Repeat the data word for word, beginning with its first line and ending after the line that contains "point(863, 694)". Leave out the pictures.
....
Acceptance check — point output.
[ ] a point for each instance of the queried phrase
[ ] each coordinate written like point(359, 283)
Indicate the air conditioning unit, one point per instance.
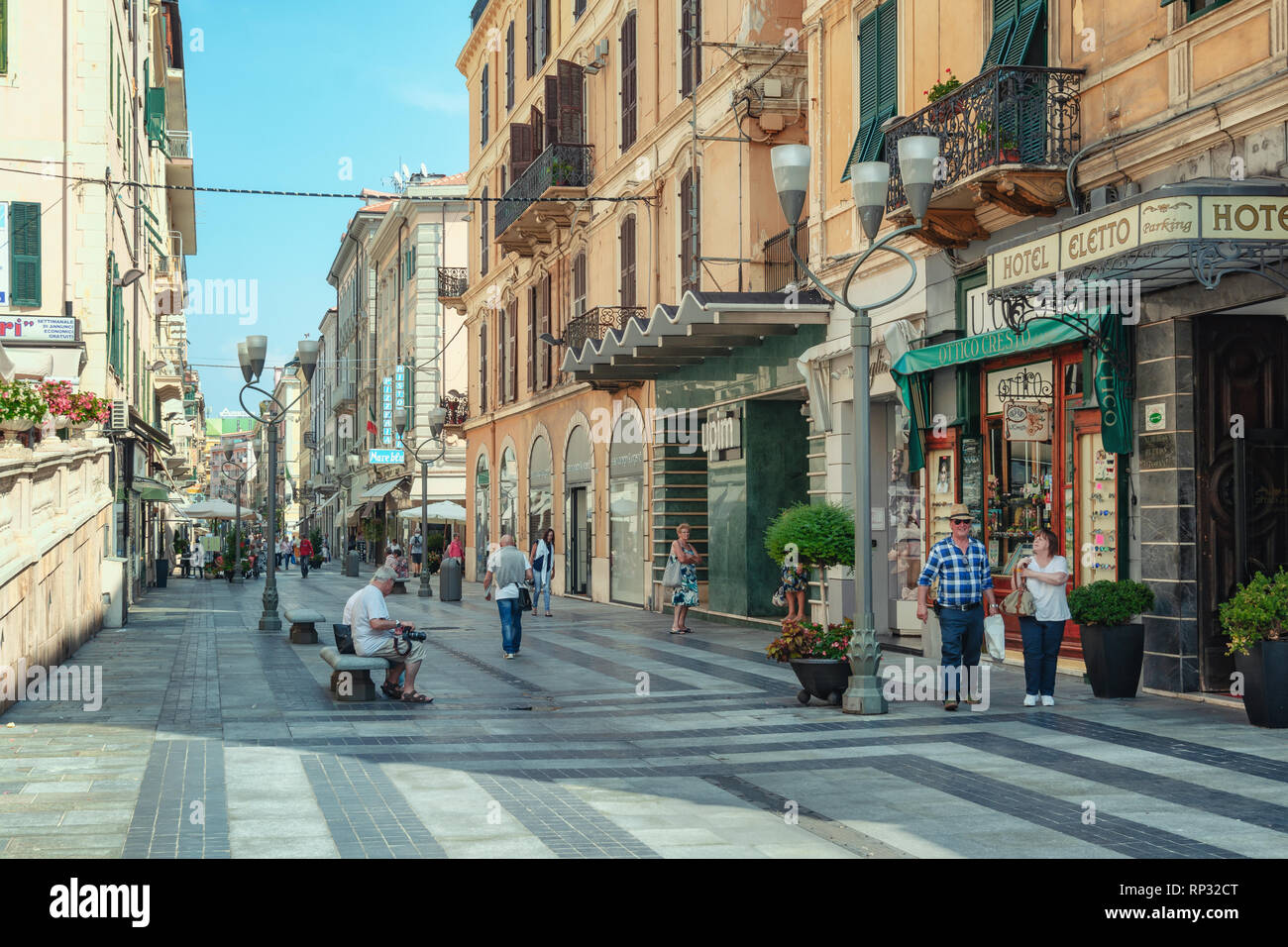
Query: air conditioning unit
point(120, 416)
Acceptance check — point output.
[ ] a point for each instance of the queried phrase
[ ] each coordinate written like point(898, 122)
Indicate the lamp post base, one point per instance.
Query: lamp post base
point(863, 694)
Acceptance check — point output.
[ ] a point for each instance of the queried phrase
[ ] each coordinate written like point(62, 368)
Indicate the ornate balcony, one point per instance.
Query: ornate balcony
point(593, 324)
point(1006, 140)
point(524, 226)
point(452, 282)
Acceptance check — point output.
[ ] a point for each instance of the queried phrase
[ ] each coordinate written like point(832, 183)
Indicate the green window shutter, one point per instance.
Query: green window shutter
point(25, 253)
point(1025, 29)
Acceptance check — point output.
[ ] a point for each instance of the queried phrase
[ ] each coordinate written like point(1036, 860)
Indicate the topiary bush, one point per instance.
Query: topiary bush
point(1257, 611)
point(1109, 603)
point(823, 535)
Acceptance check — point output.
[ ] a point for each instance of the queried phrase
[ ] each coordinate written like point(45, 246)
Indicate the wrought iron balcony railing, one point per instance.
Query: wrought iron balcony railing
point(452, 282)
point(596, 322)
point(458, 408)
point(781, 268)
point(1010, 115)
point(559, 165)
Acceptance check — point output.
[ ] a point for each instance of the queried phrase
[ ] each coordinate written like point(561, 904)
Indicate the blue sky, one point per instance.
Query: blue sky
point(278, 95)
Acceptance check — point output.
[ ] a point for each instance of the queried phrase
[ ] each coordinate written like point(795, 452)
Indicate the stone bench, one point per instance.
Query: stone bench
point(301, 625)
point(351, 680)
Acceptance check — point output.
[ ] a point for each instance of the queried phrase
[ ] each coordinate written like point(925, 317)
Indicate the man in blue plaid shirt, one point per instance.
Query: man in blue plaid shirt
point(965, 583)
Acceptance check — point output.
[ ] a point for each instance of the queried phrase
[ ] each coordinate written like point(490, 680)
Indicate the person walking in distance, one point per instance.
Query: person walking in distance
point(417, 551)
point(965, 577)
point(1043, 575)
point(506, 567)
point(542, 565)
point(686, 594)
point(305, 554)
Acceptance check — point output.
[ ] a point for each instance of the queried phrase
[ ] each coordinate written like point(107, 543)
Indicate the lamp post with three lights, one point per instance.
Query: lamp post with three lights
point(437, 416)
point(252, 355)
point(918, 157)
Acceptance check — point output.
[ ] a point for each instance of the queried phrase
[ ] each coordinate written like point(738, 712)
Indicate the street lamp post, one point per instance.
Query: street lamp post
point(870, 179)
point(252, 355)
point(437, 416)
point(237, 575)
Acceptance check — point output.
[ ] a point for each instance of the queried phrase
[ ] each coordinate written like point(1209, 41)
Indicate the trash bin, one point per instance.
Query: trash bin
point(450, 579)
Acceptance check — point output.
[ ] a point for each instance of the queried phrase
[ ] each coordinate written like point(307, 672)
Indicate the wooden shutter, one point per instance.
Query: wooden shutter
point(520, 150)
point(629, 80)
point(509, 67)
point(1004, 27)
point(25, 253)
point(570, 102)
point(627, 248)
point(1025, 30)
point(532, 39)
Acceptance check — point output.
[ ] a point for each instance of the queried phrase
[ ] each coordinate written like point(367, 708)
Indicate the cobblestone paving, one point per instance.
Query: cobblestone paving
point(606, 737)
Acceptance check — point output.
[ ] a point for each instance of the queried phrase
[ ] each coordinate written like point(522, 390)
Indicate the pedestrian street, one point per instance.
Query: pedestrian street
point(604, 737)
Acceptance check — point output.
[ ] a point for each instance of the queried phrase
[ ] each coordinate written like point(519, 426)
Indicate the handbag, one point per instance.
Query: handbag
point(1019, 602)
point(995, 637)
point(671, 577)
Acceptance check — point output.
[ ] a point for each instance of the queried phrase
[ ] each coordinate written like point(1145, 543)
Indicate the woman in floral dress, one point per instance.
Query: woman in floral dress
point(687, 591)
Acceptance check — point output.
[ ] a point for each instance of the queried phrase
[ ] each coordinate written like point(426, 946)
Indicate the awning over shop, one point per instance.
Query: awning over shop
point(378, 491)
point(53, 363)
point(703, 325)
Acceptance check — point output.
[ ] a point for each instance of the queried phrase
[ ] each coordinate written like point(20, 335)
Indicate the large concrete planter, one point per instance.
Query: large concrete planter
point(823, 678)
point(1115, 655)
point(1265, 684)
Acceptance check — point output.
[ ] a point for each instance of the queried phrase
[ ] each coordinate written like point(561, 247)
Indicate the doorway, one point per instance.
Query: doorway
point(1241, 489)
point(579, 543)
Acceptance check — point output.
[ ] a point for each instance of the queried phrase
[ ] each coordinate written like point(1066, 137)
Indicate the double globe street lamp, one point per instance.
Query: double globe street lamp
point(437, 418)
point(252, 355)
point(918, 157)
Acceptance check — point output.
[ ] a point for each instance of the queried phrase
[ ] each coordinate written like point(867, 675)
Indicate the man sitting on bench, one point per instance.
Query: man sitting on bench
point(376, 635)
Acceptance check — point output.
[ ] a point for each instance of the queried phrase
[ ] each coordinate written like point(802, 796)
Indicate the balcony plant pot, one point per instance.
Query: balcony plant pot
point(1265, 684)
point(822, 678)
point(1115, 655)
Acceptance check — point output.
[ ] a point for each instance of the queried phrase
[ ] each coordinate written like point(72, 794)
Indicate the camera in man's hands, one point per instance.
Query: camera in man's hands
point(407, 633)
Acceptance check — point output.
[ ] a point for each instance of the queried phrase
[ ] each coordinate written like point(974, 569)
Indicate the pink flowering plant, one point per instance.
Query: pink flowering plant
point(804, 639)
point(77, 407)
point(21, 401)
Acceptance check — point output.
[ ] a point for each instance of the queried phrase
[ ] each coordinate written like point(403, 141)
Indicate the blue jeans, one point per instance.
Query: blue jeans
point(539, 585)
point(511, 624)
point(962, 635)
point(1041, 650)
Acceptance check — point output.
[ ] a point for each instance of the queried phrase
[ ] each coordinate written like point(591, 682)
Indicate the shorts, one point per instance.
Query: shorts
point(386, 651)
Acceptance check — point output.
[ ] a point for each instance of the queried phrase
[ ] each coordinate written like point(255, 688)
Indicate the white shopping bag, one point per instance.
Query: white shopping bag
point(995, 637)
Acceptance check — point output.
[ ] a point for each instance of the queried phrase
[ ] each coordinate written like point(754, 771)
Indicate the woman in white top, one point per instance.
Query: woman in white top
point(1043, 575)
point(542, 558)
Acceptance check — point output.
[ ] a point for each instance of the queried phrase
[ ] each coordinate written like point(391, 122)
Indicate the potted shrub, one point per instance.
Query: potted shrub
point(1256, 622)
point(818, 656)
point(1112, 648)
point(822, 534)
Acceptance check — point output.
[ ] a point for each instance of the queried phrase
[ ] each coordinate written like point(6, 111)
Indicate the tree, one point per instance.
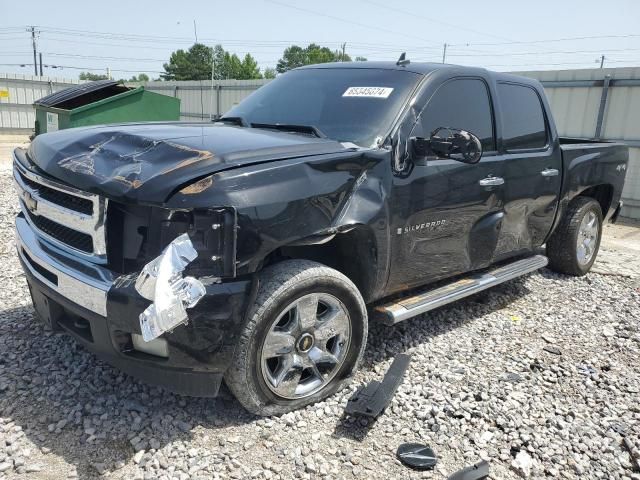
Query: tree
point(194, 64)
point(296, 56)
point(143, 77)
point(228, 65)
point(92, 76)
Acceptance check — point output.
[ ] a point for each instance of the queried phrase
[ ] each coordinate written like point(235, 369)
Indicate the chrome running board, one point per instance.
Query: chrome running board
point(409, 307)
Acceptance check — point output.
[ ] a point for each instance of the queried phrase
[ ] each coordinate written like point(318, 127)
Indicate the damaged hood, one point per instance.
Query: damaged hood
point(148, 162)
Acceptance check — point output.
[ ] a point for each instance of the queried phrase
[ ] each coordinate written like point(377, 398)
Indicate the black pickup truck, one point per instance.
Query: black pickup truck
point(256, 249)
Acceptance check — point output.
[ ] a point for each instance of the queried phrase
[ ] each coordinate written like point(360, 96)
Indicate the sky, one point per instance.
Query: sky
point(139, 36)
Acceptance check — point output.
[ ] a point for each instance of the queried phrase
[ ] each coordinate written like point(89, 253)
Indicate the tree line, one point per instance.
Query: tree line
point(200, 61)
....
• _Exercise output_:
Acceptance check — point output.
[ ] a point for each instance of the queried phrase
[ ] each coordinate written like point(359, 283)
Indicate the air conditioning unit, one point per instance.
Query: air conditioning unit
point(120, 416)
Acceptance check — point output.
[ ] a point for each instance of the queried phrase
[ ] each coordinate written like point(898, 122)
Indicate the lamp post base, one point per instance.
Query: lamp post base
point(863, 694)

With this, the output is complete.